Exercise prompt: Please rewrite the part of the records below that opens with the line containing "the upper teeth" and closes with the line containing "x=255, y=371", requests included, shifting every x and y coordinate in the answers up by 22.

Exercise data:
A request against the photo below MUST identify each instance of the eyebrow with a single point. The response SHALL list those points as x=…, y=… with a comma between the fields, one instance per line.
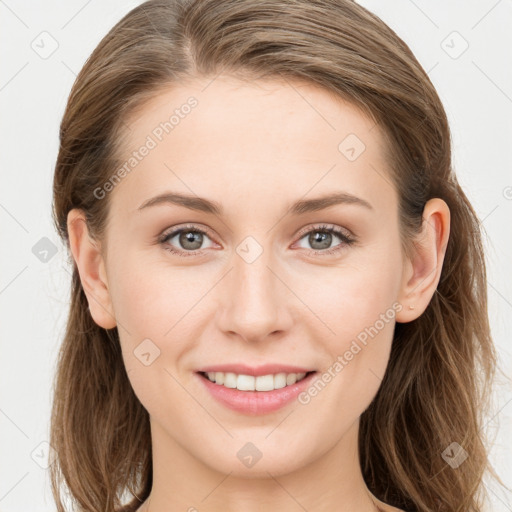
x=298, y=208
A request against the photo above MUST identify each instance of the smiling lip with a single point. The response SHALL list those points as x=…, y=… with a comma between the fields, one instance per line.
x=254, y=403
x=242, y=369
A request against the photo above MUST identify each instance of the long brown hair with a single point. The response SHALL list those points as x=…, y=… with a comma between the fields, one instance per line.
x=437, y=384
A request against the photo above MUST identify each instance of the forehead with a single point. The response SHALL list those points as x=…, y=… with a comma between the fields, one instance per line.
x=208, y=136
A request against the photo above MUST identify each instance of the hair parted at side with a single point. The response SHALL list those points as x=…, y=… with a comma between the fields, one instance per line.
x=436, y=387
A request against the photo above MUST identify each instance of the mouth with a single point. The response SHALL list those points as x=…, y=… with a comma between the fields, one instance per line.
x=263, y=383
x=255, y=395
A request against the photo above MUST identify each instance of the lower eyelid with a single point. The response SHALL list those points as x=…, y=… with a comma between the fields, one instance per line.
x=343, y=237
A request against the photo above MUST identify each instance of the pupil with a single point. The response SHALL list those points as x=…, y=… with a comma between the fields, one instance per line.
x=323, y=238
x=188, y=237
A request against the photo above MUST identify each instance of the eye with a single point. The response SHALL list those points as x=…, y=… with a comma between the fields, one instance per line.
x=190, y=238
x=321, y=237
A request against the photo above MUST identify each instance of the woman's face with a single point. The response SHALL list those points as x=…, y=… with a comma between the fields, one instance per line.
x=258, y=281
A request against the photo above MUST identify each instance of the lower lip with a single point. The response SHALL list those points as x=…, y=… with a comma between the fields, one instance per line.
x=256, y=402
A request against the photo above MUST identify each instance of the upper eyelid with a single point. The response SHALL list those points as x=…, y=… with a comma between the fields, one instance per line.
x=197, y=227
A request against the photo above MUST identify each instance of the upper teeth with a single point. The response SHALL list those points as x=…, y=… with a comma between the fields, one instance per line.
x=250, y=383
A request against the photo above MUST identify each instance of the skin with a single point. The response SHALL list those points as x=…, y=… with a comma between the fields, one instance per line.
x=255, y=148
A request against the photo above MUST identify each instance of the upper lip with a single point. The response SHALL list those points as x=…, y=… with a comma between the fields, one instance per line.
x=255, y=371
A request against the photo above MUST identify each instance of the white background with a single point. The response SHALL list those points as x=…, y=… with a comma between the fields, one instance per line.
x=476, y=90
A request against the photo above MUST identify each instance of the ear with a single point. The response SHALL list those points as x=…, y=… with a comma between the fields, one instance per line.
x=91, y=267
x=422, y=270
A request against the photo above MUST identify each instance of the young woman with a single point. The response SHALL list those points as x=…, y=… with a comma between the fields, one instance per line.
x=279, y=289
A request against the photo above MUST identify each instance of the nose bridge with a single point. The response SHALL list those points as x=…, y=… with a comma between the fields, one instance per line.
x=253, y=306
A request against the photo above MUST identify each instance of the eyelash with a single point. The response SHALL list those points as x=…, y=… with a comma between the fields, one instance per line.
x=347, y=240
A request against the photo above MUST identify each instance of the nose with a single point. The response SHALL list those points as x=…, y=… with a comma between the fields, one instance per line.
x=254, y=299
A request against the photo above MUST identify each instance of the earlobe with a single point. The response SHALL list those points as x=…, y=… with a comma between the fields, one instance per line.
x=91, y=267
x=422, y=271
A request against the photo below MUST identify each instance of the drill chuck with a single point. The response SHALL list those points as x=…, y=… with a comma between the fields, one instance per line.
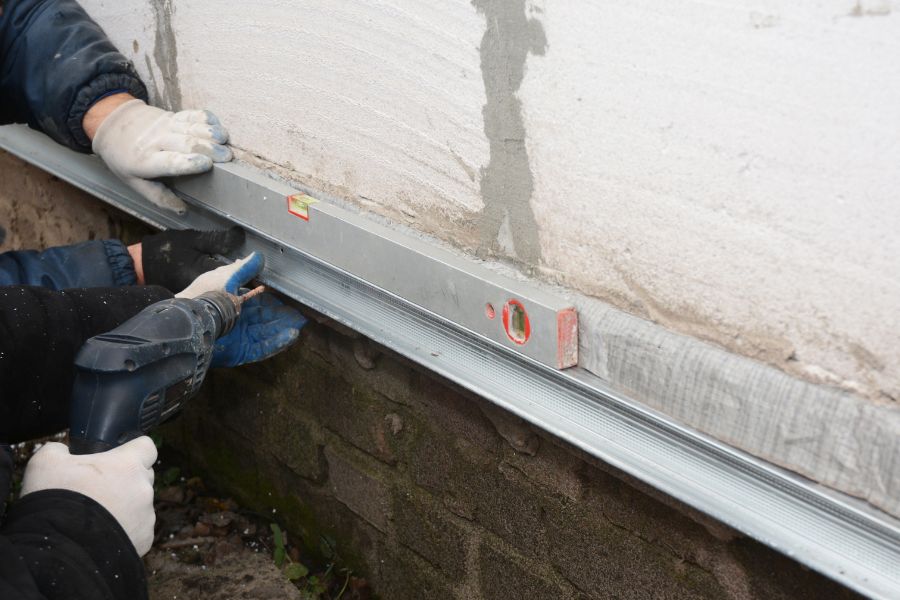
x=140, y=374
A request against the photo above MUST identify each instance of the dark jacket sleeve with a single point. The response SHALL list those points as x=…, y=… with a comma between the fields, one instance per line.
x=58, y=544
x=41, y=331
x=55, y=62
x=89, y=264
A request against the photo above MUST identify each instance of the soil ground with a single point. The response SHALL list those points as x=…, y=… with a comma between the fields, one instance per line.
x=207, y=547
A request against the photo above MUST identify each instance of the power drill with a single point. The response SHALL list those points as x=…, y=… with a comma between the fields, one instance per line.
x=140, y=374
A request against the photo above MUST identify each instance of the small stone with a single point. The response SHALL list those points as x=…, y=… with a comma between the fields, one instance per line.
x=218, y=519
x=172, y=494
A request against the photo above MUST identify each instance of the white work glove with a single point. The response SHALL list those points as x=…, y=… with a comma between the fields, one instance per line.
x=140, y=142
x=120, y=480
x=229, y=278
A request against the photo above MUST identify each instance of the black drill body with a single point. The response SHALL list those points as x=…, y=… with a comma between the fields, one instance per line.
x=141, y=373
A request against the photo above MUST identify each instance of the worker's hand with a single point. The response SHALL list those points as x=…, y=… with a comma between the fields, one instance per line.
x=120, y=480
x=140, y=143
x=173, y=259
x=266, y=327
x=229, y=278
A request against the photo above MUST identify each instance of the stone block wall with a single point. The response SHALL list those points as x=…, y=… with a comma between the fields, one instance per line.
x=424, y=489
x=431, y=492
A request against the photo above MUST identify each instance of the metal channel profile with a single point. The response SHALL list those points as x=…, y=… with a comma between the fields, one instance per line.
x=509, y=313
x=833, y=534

* * *

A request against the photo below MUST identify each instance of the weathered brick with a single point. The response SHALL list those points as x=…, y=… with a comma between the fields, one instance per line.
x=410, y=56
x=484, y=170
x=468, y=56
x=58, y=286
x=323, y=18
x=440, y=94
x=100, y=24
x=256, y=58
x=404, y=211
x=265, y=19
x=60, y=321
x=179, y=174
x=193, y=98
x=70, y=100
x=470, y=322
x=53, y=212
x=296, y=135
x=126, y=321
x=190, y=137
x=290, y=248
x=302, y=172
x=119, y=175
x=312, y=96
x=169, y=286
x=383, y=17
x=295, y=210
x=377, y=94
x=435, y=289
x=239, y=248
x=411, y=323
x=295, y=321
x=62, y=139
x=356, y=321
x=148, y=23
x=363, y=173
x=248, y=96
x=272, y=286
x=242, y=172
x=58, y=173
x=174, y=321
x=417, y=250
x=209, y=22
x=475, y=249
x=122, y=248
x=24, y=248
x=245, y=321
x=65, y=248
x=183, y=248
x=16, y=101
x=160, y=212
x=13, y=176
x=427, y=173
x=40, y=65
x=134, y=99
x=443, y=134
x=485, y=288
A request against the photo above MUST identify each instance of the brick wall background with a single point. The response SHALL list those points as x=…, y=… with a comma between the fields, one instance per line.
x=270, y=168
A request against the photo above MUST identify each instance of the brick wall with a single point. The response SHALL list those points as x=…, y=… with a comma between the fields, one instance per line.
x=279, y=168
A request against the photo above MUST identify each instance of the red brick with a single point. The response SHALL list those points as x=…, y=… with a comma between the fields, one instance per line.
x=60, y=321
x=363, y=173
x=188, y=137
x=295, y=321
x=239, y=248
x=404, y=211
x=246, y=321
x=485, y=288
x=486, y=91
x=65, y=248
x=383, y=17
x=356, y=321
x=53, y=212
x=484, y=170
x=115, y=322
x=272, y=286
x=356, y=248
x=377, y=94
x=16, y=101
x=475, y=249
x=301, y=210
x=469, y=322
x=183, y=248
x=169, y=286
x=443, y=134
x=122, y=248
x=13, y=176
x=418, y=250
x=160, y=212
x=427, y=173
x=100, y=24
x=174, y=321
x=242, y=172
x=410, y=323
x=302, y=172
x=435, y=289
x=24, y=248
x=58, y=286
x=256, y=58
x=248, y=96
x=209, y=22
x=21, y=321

Full output:
A request against the photo above MUST identify each instance of the upper teeth with a single point. The response SHALL list those points as x=…, y=… with a comma between the fields, one instance per line.
x=272, y=405
A request against the photo above MUST identify each instance of the skin with a single point. The response SHALL list those points as x=…, y=… with a comma between the fields, one instance per line.
x=277, y=170
A request against the photo above MUST identify each instance of the upper lip with a single point. The response SHALL list those points as x=…, y=… with a comma between the fields, one instance per line.
x=277, y=393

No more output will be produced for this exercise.